Juncker and Tremonti had hoped that this proposal would provide better protection against speculative attacks on the euro and result in lower interest rates for highly indebted countries. But the German government was not prepared for the sake of presenting a common front to accept a slight increase in the interest on its own debt. This led to a heated public exchange between German Chancellor Angela Merkel and Juncker in advance of the summit.

After the meeting, the German chancellor spoke of “a good day for the euro,” saying the new crisis mechanism meant the summit had agreed “to ensure the stability of the euro as a whole.”

In fact, the crisis of the euro continues unabated. Just a day before the summit, the US rating agency Moody’s threatened to lower the credit rating of Spain. This would have forced the country to pay the highest interest rate on its debt in 13 years. A day later, Moody’s threatened Greece with a further reduction in its credit rating.

Since December 2009, when several rating agencies downgraded Greece, triggering the current euro crisis, the same pattern has repeatedly emerged. First, a country’s rating is lowered. Next, the interest rate on any new debt is increased.

If the country falls into a debt spiral because the interest burden is growing faster than public spending can be reduced, it is forced to turn to the European rescue mechanism. This guarantees the banks full repayment of their investments, while the government concerned is committed to implement harsher austerity measures.

This represents a great deal for the banks. They receive high interest rates on bonds, while the risk is borne by the European rescue fund. If things go badly they can cash out, their profits having been secured by the intervention of the EU.

Mohamed El-Erian, head of the investment company Pimco, admitted this candidly in a recent Financial Times article. “Rather than being reassured by the provision of liquidity to peripheral countries,” he wrote, “existing depositors and creditors have used the rescue funds to exit their holdings.”

The Greek crisis established the pattern now followed by the banks in one country after another. They provoke a crisis by pushing up interest rates on government bonds, forcing the country to adopt a rescue package and a cuts programme that decimates the living standards of the working class. Greece was followed by Ireland. Next come Portugal, Spain and perhaps Italy.

The class character of these measures is becoming more and more apparent. While Greece’s high public debt had a long and complex history, Ireland’s was a direct consequence of the speculative orgy of the banks. The national debt was relatively low until the government in Dublin decided to assume full responsibility for the losses of the Irish banks. Now, public-sector jobs, social spending, incomes and pensions are being gutted to pay off the debts of the banks.

There is not a single European government—whether conservative, liberal or social democratic—that is willing to oppose the dictates of the international financial aristocracy. Like an insatiable Moloch, it constantly requires fresh sacrifices, until the last remnants of the social gains of the working class over six decades have been destroyed.

At the same time, the banks are aggravating national tensions in Europe. While governments prostrate themselves before international financial capital, they try to push the brunt of the crisis onto their neighbours. This threatens the economic fragmentation and political balkanization of the continent. The incitement of nationalism goes hand in hand with xenophobia and attacks on democratic rights.

SUPPLIED MATERIAL:
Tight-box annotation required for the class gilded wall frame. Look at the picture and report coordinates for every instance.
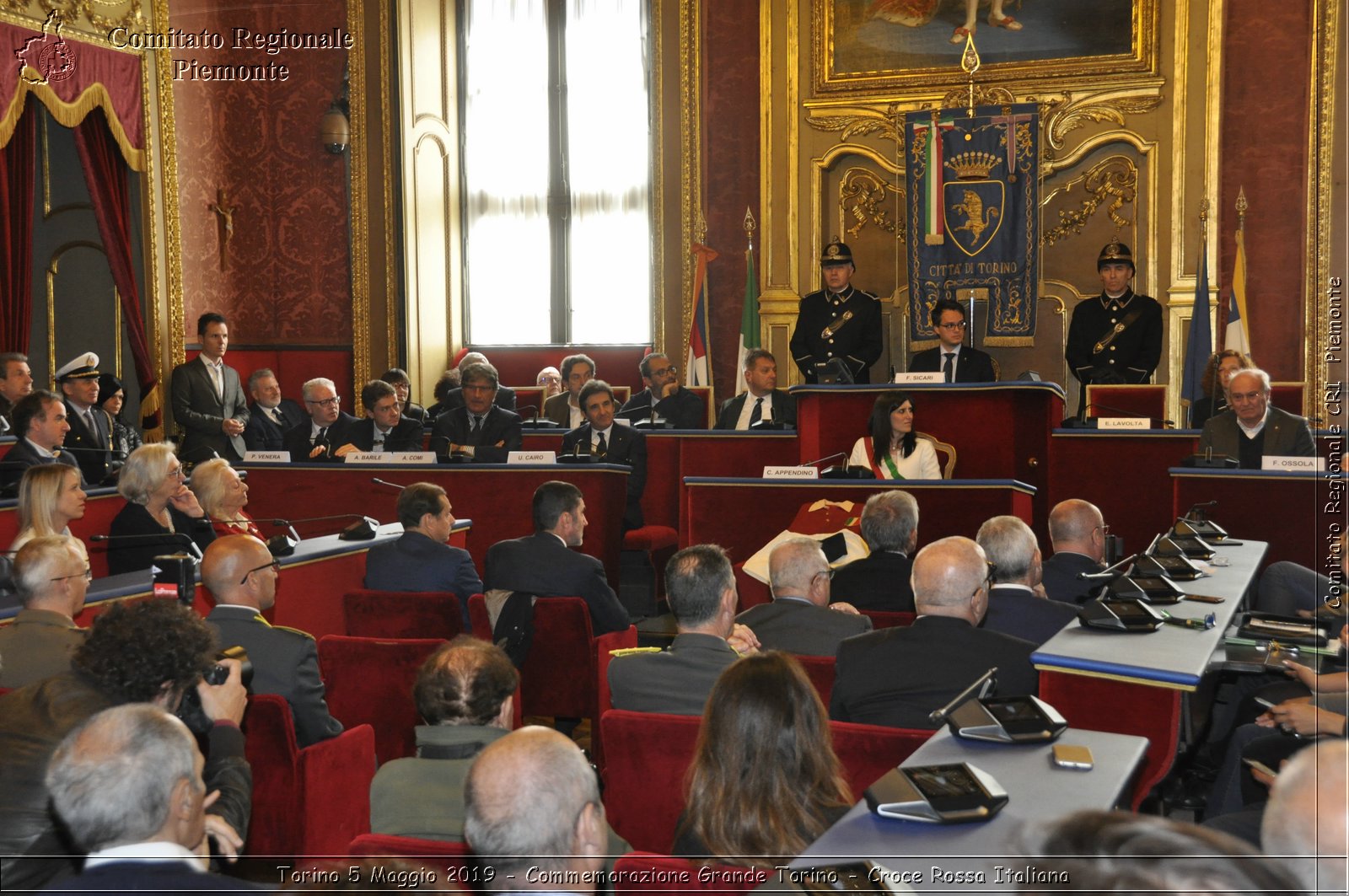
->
[811,0,1158,96]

GOALS:
1) Put this sentence from the passage on the euro crisis into Spanish: "In fact, the crisis of the euro continues unabated."
2) Answer from the passage on the euro crisis:
(a) Which rating agency threatened to lower Spain's credit rating?
(b) Which investment company does Mohamed El-Erian head?
(c) In what month and year did several rating agencies downgrade Greece?
3) Reproduce the stretch of the passage on the euro crisis from "The Greek crisis" through "debts of the banks.".
The lines are not needed for any of this work.

SOLUTION SET:
1) De hecho, la crisis del euro continúa sin tregua.

2)
(a) Moody's
(b) Pimco
(c) December 2009

3)
The Greek crisis established the pattern now followed by the banks in one country after another. They provoke a crisis by pushing up interest rates on government bonds, forcing the country to adopt a rescue package and a cuts programme that decimates the living standards of the working class. Greece was followed by Ireland. Next come Portugal, Spain and perhaps Italy.

The class character of these measures is becoming more and more apparent. While Greece’s high public debt had a long and complex history, Ireland’s was a direct consequence of the speculative orgy of the banks. The national debt was relatively low until the government in Dublin decided to assume full responsibility for the losses of the Irish banks. Now, public-sector jobs, social spending, incomes and pensions are being gutted to pay off the debts of the banks.